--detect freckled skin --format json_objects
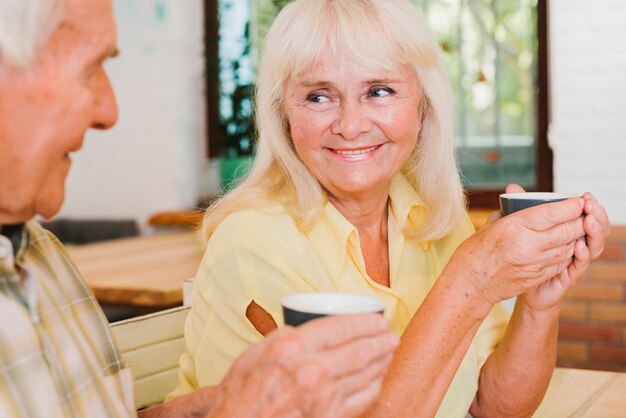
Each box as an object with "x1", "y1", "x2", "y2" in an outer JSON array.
[{"x1": 285, "y1": 52, "x2": 422, "y2": 205}]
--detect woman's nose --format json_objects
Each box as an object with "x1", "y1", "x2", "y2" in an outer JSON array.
[{"x1": 331, "y1": 100, "x2": 372, "y2": 140}]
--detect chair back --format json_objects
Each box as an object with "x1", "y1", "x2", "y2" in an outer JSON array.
[{"x1": 111, "y1": 306, "x2": 190, "y2": 409}]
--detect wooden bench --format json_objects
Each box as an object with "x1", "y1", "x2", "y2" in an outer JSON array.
[{"x1": 111, "y1": 306, "x2": 190, "y2": 409}]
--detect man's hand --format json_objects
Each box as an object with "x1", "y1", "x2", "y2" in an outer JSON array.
[{"x1": 207, "y1": 314, "x2": 398, "y2": 418}]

**YOUR GOAL:**
Locate each line in the material that contains the word "detect", and copy those lines.

**RESPONSE TO THIS TASK:**
--detect freckled skin --format json_objects
--detect woman's nose --format json_objects
--detect chair back --format json_objects
--detect wooden bench --format json_objects
--detect man's hand --format json_objects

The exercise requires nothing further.